■ Task item ■
Copy each line of the following material that has the string "return".

■ Supplied records ■
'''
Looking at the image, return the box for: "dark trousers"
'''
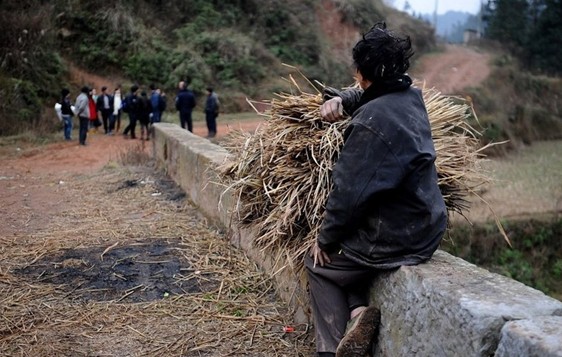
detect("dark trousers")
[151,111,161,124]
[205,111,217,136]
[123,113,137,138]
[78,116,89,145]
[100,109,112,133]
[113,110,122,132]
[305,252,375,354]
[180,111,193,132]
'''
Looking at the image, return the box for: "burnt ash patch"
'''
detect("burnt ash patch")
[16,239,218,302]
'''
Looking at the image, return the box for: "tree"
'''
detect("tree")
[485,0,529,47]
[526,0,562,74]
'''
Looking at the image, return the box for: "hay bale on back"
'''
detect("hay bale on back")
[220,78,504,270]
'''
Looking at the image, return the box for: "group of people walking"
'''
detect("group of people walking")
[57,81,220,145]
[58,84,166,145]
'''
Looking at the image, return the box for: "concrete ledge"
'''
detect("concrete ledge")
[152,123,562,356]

---

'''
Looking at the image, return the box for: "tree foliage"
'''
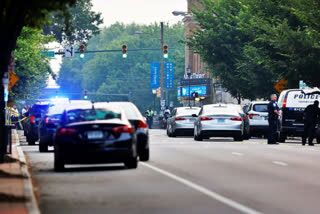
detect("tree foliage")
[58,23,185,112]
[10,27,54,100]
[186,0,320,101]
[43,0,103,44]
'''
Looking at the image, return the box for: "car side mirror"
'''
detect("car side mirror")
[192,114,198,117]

■ Expected answer ■
Looking at the image, return the box for: "dark trousers"
Looking at the image, return the box for: "burnt ash patch"
Looking at the image, return the box for: "tree"
Looking at the image, return the box for: "hay bale on back"
Looking at the image, return the box for: "group of people walking"
Looking at the image, return the box for: "concrete ledge"
Looking at the image, return the box for: "tree foliage"
Looking at the image, return the box for: "car side mirror"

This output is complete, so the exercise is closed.